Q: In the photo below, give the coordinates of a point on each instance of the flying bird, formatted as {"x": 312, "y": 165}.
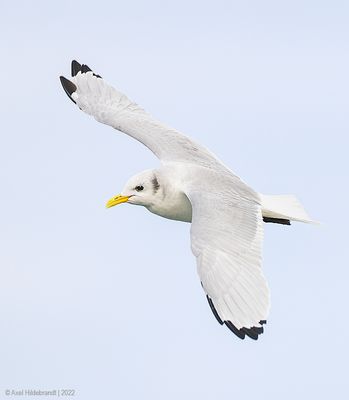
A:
{"x": 192, "y": 185}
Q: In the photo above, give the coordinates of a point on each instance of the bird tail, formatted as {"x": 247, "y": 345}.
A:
{"x": 282, "y": 209}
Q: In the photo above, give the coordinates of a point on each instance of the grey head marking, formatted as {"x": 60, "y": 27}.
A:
{"x": 155, "y": 183}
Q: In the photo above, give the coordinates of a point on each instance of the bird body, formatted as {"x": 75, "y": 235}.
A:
{"x": 192, "y": 185}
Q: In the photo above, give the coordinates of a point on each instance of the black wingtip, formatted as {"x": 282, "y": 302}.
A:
{"x": 75, "y": 67}
{"x": 238, "y": 332}
{"x": 213, "y": 309}
{"x": 68, "y": 87}
{"x": 250, "y": 333}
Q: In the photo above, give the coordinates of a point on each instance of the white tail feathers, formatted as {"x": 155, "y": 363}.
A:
{"x": 284, "y": 207}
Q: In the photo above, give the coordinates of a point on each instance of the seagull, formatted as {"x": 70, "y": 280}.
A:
{"x": 193, "y": 185}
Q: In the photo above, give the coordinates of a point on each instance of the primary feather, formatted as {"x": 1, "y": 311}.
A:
{"x": 194, "y": 186}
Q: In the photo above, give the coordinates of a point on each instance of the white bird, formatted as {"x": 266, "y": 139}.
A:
{"x": 192, "y": 185}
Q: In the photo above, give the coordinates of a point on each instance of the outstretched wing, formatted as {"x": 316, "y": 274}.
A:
{"x": 108, "y": 106}
{"x": 226, "y": 238}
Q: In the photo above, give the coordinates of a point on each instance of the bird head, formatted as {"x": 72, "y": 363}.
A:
{"x": 141, "y": 189}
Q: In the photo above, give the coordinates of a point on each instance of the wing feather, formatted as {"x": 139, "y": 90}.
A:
{"x": 226, "y": 236}
{"x": 109, "y": 106}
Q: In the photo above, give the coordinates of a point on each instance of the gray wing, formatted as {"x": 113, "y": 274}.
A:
{"x": 109, "y": 106}
{"x": 226, "y": 238}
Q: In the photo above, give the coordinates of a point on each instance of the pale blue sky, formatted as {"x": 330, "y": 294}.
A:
{"x": 108, "y": 302}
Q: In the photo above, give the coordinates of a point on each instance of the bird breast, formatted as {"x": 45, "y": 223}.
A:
{"x": 174, "y": 205}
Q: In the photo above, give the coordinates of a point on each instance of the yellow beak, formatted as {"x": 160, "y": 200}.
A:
{"x": 117, "y": 200}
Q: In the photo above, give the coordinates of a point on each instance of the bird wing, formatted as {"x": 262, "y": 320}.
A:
{"x": 109, "y": 106}
{"x": 226, "y": 238}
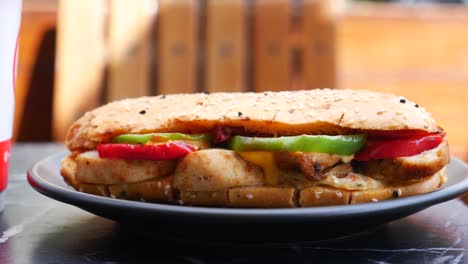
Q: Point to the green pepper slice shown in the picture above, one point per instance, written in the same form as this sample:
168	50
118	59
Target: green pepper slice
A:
159	137
340	145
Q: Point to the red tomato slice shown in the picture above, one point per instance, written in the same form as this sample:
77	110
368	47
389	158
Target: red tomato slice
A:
166	151
394	148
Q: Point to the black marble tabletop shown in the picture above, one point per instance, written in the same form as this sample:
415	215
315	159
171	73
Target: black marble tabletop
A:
37	229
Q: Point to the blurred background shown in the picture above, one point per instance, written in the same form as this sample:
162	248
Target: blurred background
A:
76	55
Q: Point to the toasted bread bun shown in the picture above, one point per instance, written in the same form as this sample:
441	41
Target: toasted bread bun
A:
277	113
161	190
221	177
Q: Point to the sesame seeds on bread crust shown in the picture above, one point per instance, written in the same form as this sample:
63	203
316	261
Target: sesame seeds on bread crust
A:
320	111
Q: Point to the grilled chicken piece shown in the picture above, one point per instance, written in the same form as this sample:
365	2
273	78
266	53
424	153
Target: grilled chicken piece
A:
312	165
92	169
215	169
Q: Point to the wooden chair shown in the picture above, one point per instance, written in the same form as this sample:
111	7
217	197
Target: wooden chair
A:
107	50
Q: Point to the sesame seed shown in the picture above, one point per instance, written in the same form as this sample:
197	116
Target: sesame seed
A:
317	194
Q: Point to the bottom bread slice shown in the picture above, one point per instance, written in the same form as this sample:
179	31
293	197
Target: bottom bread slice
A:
162	190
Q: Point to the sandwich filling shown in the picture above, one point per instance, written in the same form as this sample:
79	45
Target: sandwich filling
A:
271	149
341	161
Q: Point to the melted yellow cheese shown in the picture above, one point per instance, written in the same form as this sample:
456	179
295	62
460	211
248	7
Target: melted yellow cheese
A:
274	176
265	160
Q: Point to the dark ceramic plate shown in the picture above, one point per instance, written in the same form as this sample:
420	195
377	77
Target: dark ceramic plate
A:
247	225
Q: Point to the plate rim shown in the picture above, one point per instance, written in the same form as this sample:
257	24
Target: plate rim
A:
76	198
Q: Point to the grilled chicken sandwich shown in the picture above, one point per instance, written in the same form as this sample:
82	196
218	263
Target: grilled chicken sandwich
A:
272	149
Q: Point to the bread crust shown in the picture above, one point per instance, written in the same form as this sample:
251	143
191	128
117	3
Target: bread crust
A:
162	190
320	111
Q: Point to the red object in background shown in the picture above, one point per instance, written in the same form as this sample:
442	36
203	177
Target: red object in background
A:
4	160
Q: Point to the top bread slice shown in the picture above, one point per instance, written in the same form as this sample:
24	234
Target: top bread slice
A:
320	111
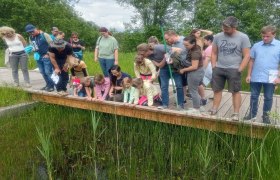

● Exercise brief
Scan the material above for the string "plate", returning each line that contains it.

● Task result
Q: Point to the dark ceramic plate shown in the picture above, one point per instance, written in the same form as this sample:
Target: dark ceramic plate
Q: Point to the plate rim shown in the picture above, one point per instance, written in the same form as this sample:
Target: plate rim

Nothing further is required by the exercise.